Search code examples
rreadr

read_table() from readr package in R


I am currently attempting to use read_table() function from the readr package on a few large data files. I only want the second column so I set all the other columns NULL with this argument in the function:

col_types = c(paste("_", "c", paste(rep("_", 20000), sep = "", collapse = ""), sep = "", collapse  = ""))

EDIT: There should be an underdash between the 1st and 3rd pair of closed quotes in the code above.

However, read_table seems to insist on reading in the entire data file (And using up excessive memory and causing a crash) instead of just reading in column 2.

With read.table(), I have tried a similar argument: colClasses = c("NULL", "character", rep("NULL", 20000) which works perfectly without taking up excess memory but I would like to use read_table since it is supposedly faster. Any ideas on why read_table is taking up so much memory even though I am including an argument to only keep one column?

────────

Task instructions
a. Decide whether each statement agrees with the readr post, and answer yes or no for (i), (ii) and (iii), quoting the words from the post that settle it: (i) The poster wants only the second column of the files. (ii) The read.table() approach used up excess memory. (iii) The poster calls read_table supposedly faster.
b. According to the readr post, what does read_table do with the large data files despite the col_types argument?
c. Please carry the readr post on from its last sentence.
The records come from a separate source.

────────

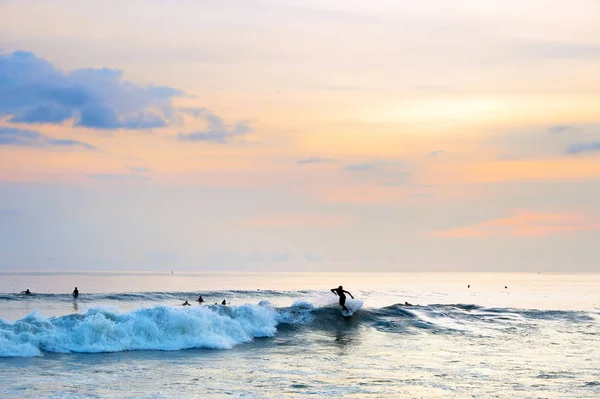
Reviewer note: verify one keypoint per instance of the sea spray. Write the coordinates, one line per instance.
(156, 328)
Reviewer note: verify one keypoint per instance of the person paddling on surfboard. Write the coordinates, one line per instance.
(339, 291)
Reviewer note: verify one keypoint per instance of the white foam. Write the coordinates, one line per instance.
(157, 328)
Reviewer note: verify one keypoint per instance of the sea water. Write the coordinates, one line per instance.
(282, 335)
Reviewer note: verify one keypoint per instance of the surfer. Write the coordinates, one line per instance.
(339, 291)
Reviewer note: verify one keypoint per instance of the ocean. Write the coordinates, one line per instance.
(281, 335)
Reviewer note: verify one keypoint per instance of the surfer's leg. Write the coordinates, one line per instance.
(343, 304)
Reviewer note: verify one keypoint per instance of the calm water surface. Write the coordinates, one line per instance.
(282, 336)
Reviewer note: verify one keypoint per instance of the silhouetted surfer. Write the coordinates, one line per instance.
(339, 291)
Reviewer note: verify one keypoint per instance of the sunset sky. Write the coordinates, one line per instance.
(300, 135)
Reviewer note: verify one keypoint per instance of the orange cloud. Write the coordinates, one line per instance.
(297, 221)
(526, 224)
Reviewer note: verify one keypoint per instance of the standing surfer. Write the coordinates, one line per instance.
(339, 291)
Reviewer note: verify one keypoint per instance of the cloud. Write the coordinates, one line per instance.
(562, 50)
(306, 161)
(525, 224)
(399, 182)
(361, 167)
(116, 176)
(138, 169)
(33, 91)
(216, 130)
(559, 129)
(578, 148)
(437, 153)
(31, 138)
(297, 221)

────────

Answers to the tasks
a. (i) Yes: "I only want the second column". (ii) No: "which works perfectly without taking up excess memory". (iii) Yes: "since it is supposedly faster".

b. It reads in the entire data file, using up excessive memory and causing a crash.

c.
Solution

  • If you only want to read the second column of a large data file, you can also use the fread function from the data.table package. The fread function was also developed for (very) fast file reading.

    fread has a select argument with which you can determine which columns to load. In your case it would be something like:

    dt <- fread("name_of_file.csv", select=2)
    

    This selects only the second column. You can also give it a vector of columns:

    dt <- fread("name_of_file.csv", select=c(2,5,10))
    

    or a vector of column names:

    dt <- fread("name_of_file.csv", select=c("id","time"))